▶ **JOB**
Please copy out word for word the stretch of lines below, from the line containing "cheese and report the position of each." through the final line.

(Lines from a data collection)
■ ■ ■ ■ ■ ■ ■

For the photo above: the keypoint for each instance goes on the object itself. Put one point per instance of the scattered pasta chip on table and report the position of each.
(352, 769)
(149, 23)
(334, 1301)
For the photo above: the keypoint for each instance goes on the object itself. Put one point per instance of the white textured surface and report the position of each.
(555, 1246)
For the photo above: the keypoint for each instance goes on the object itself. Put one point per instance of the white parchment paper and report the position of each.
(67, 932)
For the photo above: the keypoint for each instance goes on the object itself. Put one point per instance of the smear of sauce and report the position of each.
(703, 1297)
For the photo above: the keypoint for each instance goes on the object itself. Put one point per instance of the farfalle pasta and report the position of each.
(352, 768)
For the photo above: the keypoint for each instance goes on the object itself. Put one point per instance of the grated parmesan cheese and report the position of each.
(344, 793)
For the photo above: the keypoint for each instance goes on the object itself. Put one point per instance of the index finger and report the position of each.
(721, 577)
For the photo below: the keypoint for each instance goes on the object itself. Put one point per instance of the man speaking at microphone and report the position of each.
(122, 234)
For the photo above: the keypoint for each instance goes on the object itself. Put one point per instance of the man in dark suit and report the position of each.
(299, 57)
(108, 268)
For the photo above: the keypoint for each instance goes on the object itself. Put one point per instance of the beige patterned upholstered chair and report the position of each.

■ ■ ■ ■ ■ ■ ■

▶ **RESULT**
For the photo above: the keypoint for each instance goes on the object itself. Put one point per instance of the grated parmesan cheese and report the position of each.
(344, 793)
For the photo above: the keypoint for each instance goes on the object itself. Put one point per instance of the index finger and report the position of each.
(721, 577)
For the photo below: the keypoint for each instance goes on the object itself. Put one point per instance of the man speaking at microphone and report the position of each.
(122, 234)
For the photo above: the keypoint for each instance goes on the object itself. Put one point per instance of the man in dark suit and report the position of each.
(299, 57)
(108, 268)
For the photo above: the keypoint for each instance goes on the object itself. Put one point per instance of the beige patterned upholstered chair and report the position of each.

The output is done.